Work to be completed — One line at a time, check the entries below for the word "cushion", and copy each line that has it.

Dataset entries —
····················

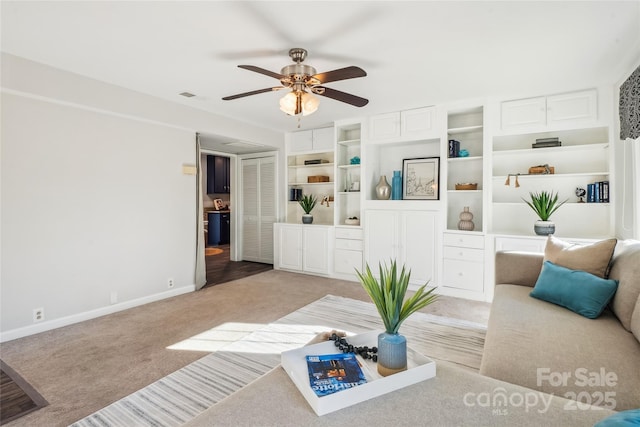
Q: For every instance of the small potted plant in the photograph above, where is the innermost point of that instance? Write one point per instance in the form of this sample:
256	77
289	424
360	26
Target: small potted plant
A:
307	203
544	204
388	295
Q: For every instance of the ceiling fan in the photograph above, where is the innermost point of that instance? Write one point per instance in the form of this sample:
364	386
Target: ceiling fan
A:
303	80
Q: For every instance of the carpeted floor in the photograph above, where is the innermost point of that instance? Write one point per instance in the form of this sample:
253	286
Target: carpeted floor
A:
85	367
184	394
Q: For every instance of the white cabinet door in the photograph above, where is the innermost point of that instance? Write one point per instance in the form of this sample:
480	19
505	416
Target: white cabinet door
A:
316	250
550	111
384	126
347	261
417	123
409	124
523	113
381	237
289	251
417	244
301	141
572	107
323	139
311	140
406	236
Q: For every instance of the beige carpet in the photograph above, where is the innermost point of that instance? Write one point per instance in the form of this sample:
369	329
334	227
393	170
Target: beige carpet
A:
82	368
181	396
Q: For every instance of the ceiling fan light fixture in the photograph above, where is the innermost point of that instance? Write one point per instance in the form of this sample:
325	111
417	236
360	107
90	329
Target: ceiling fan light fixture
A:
297	102
310	103
288	103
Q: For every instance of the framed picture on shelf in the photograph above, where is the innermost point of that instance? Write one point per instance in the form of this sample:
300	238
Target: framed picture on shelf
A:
421	178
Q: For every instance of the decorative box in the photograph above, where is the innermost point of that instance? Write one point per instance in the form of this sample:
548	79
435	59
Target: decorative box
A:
467	186
317	178
419	368
541	170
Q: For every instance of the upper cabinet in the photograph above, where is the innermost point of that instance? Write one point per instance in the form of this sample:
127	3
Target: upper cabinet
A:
312	140
555	111
409	124
218	174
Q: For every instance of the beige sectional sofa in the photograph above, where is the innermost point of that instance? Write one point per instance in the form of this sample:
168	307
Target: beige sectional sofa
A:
547	347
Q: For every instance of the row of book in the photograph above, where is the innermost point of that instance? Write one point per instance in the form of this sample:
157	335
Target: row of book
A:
598	192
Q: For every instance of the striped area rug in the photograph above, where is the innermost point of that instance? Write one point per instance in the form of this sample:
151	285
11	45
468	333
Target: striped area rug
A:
184	394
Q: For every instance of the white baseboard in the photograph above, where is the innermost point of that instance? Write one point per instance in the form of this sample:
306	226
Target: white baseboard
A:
87	315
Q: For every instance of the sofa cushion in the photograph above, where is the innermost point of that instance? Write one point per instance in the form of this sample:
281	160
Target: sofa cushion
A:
593	258
536	344
576	290
635	320
625	267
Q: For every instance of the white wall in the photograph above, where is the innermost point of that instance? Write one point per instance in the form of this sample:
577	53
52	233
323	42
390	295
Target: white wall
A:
94	203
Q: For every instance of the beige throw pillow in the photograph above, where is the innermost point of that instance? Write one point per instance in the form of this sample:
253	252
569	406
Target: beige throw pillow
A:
593	258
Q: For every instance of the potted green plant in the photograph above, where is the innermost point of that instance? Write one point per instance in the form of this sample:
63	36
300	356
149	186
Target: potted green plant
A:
388	295
307	203
544	204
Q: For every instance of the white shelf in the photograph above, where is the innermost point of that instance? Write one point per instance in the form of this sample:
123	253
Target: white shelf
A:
349	143
311	183
465	129
320	165
549	150
551	175
464	159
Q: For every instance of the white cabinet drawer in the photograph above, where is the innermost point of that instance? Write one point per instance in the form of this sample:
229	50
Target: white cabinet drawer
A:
353	245
464	240
463	275
348	233
464	254
346	261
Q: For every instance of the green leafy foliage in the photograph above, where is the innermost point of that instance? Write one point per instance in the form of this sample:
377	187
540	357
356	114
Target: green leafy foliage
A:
544	203
388	294
308	202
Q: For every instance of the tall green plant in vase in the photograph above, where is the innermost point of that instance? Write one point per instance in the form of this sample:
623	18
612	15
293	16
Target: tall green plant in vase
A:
307	203
388	294
544	204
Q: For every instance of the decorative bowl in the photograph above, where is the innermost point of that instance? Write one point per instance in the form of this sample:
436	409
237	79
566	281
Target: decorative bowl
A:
467	186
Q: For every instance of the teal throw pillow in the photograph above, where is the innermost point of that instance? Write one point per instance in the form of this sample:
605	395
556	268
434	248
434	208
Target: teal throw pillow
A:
576	290
621	419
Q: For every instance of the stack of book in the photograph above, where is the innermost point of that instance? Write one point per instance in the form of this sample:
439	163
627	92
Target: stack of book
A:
598	192
546	142
454	148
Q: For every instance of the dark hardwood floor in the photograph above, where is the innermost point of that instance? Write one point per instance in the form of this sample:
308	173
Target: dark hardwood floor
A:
220	269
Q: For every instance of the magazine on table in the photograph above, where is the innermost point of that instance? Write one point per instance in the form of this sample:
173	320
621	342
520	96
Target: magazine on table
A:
330	373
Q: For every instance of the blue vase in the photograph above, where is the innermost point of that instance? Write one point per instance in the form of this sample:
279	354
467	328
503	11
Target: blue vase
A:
396	186
392	353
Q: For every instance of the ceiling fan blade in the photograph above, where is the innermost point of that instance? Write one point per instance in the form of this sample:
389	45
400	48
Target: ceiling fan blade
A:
253	92
262	71
342	96
340	74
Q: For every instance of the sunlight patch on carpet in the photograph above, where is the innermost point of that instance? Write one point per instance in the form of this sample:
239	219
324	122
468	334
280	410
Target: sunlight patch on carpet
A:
181	396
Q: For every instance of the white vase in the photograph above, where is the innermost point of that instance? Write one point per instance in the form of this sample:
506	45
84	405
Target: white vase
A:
383	189
544	228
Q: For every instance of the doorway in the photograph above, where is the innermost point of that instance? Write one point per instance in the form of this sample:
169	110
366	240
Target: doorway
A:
223	259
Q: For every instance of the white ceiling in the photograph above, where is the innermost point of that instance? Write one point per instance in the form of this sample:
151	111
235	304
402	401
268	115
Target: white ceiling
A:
415	53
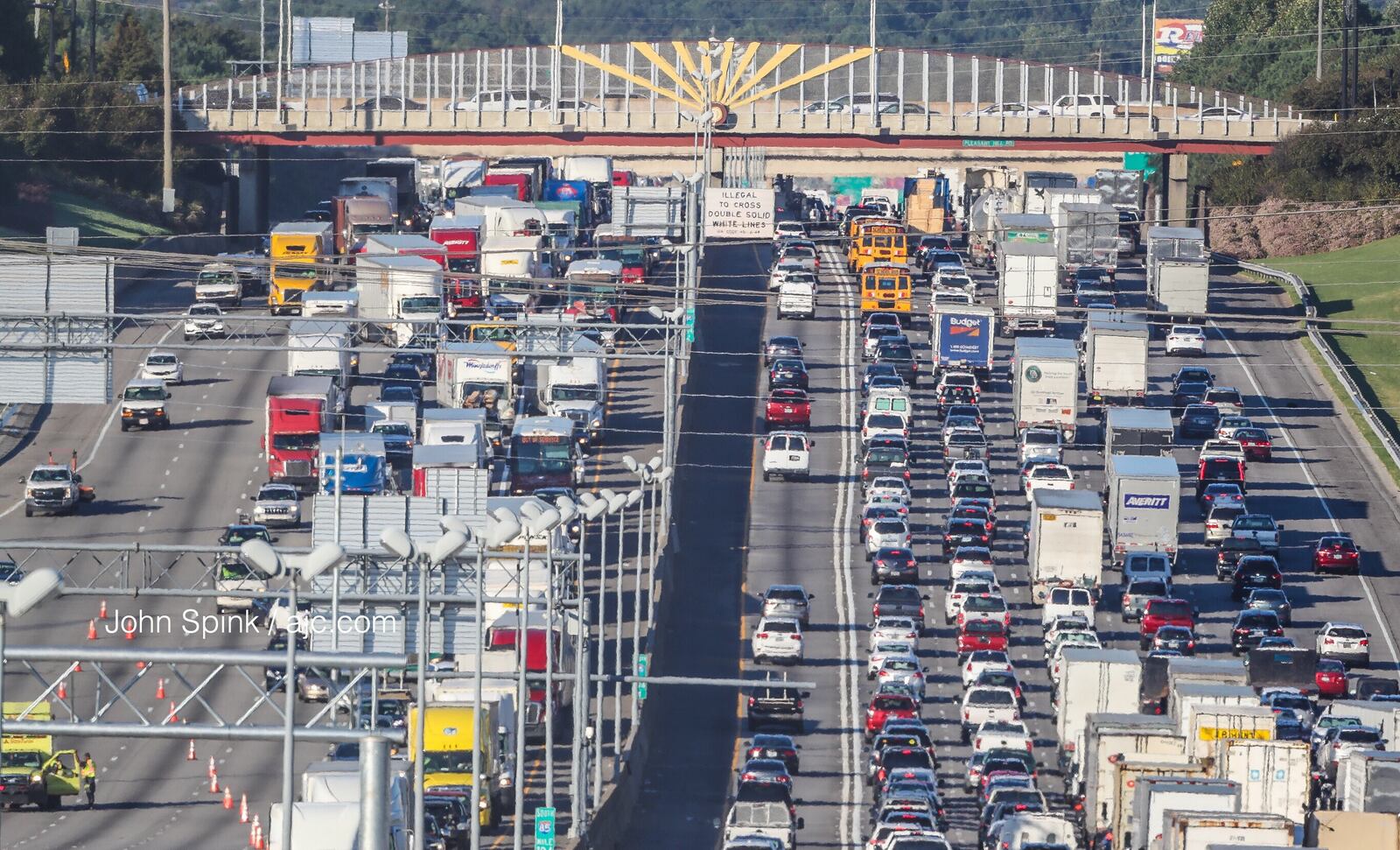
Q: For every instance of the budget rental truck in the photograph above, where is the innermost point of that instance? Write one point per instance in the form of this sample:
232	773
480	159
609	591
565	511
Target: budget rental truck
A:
963	336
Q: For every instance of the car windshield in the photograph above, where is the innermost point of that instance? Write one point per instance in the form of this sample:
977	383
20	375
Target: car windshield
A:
144	394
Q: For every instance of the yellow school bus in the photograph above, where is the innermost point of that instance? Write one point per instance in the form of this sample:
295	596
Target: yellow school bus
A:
878	242
886	287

····················

Result of this task —
Q: For every instance of the sofa cushion in the photograph above, where is the innermost point of that instance? Write one point per instance in the form of this sample:
Target: sofa cushion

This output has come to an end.